Locate each line in the records below that includes the word "white", and copy those lines out in full.

Provided entries:

------------

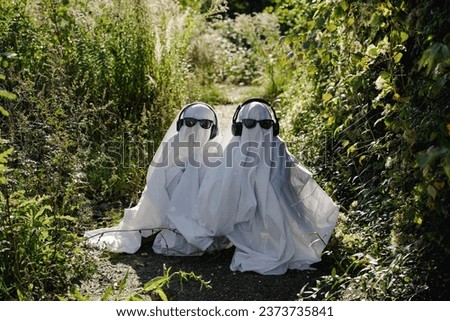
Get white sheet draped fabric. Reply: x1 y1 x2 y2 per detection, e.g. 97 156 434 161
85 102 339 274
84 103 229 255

------------

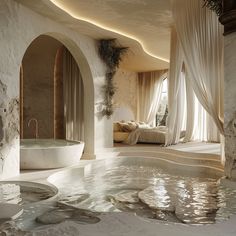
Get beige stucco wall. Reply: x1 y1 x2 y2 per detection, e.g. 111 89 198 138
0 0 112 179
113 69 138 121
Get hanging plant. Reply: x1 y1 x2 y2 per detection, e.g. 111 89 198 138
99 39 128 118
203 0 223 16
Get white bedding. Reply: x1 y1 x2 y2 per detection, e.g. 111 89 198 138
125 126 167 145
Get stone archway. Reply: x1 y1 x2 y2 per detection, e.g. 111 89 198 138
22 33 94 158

------------

Response below:
Get white sheet draped fabric. Reply: x1 y1 x2 y2 per detection, e.g. 97 156 434 161
Get white bedding. Reply: x1 y1 x2 y2 per detection, e.g. 111 89 198 138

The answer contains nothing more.